Task statement = Please copy the passage of the article on Wayne McGregor's DNA-based dance show word for word, from "In a shiny Airstream" up to and including "lab for innovation.".

***** Exercise passage

Article 33Z1G 'The body is a living archive': Wayne McGregor on turning his DNA into dance

'The body is a living archive': Wayne McGregor on turning his DNA into dance

by
David Jays
from on (#33Z1G)

The brainbox of British dance is creating choreography from his own genetic code in an adventurous new show. It's the latest experiment at his hi-tech dance HQ, where the lift changes colour and dancers rehearse in playful spaces

In a shiny Airstream trailer, on the roof of his company's new headquarters, Wayne McGregor looks across the Olympic Park in Stratford, east London. This is not your usual dance HQ. But McGregor isn't what you'd expect from a choreographer. The resident brainbox of British dance is always questing for new territory. His work with ballet companies often attracts headlines - it's a world new to extreme moves, music by Mark Ronson and the White Stripes, big ideas about the multiverse - but his own company is a research lab for innovation.

Now, the science geek is using his own DNA, and collaborating with scientists at the Wellcome Trust Sanger Institute, as the inspiration for a show called Autobiography. "If you're looking for a document of my life with a narrative arc about me growing up in Stockport, you'll be frustrated," he grins. Instead, it's Who Do You Think You Are? but with genes. The show began taking shape when McGregor wondered how artificial intelligence (AI) might animate his archive of 25 years' working in dance. This led him to consider the body itself as "a living archive. Not as a nostalgia-fest but as an idea of speculative future. Each cell carries in it the whole blueprint of your life, basically." Your genetic code tells the story of your past - and predicts possible stories of your future.

**********
***** Dataset

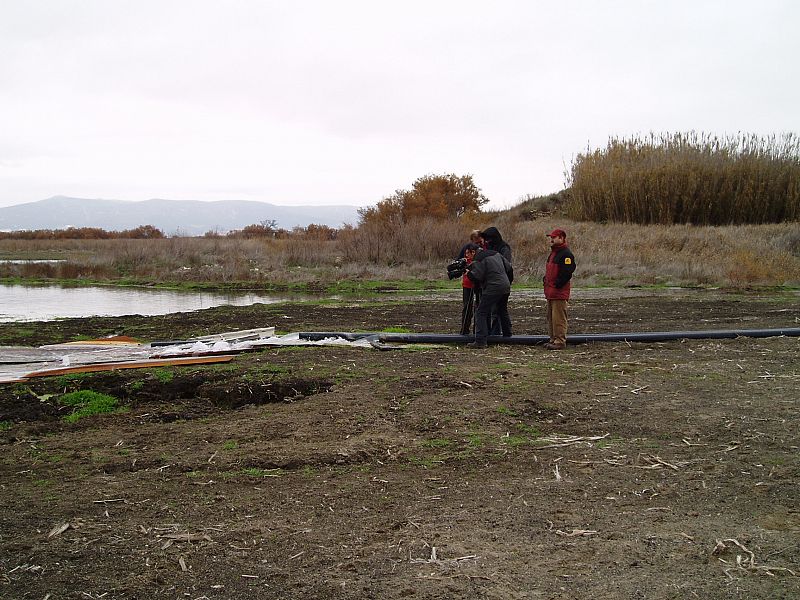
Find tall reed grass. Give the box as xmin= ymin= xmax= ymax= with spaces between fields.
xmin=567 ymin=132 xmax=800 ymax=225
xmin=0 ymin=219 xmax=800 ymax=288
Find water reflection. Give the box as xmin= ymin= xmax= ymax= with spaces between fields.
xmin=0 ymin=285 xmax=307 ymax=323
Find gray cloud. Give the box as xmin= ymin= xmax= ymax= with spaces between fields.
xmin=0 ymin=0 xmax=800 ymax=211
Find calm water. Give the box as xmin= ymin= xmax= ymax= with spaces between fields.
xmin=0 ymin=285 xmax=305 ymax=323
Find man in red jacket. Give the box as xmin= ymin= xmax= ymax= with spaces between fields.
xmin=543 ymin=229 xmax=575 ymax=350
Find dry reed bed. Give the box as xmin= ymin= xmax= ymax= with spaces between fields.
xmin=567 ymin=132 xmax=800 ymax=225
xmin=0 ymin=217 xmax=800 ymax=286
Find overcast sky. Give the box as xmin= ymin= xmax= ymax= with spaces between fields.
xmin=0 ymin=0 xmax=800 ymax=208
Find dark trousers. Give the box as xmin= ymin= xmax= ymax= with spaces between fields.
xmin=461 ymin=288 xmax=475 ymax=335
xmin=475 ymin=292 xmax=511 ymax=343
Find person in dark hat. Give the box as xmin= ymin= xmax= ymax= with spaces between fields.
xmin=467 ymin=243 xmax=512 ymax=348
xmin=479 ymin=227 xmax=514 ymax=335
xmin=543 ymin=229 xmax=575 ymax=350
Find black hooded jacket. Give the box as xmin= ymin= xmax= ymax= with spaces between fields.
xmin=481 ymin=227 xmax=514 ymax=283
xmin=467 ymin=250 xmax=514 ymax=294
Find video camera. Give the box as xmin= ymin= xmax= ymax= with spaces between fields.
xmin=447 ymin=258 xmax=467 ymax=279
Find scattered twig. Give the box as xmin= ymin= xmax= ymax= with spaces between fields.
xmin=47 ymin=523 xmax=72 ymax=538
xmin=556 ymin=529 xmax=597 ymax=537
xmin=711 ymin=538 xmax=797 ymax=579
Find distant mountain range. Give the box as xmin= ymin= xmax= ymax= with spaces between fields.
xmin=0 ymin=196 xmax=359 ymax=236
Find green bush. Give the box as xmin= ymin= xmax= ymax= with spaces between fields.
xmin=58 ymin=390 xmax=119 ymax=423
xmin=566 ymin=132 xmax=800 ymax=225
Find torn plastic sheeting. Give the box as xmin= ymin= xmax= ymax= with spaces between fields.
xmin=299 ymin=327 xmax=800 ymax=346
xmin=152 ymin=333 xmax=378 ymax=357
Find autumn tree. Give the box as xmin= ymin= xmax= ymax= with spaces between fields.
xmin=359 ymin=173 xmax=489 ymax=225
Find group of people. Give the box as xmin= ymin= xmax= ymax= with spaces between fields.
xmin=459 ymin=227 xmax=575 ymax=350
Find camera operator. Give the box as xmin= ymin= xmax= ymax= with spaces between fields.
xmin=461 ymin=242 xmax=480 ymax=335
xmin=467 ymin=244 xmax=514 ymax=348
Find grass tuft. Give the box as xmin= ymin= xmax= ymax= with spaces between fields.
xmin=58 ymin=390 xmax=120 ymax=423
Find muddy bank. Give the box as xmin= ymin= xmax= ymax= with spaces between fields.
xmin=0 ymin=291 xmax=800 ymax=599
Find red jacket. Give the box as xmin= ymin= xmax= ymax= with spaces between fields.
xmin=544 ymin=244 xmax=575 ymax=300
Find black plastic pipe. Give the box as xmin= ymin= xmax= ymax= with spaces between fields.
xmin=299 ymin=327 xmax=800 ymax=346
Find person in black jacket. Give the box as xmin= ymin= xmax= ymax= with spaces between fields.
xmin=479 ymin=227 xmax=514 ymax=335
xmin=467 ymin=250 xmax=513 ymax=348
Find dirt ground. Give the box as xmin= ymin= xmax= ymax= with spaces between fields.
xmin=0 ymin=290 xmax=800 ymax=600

**********

Exercise answer =
In a shiny Airstream trailer, on the roof of his company's new headquarters, Wayne McGregor looks across the Olympic Park in Stratford, east London. This is not your usual dance HQ. But McGregor isn't what you'd expect from a choreographer. The resident brainbox of British dance is always questing for new territory. His work with ballet companies often attracts headlines - it's a world new to extreme moves, music by Mark Ronson and the White Stripes, big ideas about the multiverse - but his own company is a research lab for innovation.